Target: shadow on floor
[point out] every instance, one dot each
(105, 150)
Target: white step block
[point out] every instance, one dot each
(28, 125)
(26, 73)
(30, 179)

Set exercise: Output every line of the items above as a JSON list of strings, one string per line, omitting any blank lines.

Final result:
[
  "Target: shadow on floor",
  "[point out] every instance, one dot each",
  "(105, 150)",
  "Target: white step block",
  "[point out] every instance, one dot each",
  "(28, 125)",
  "(26, 73)",
  "(30, 179)"
]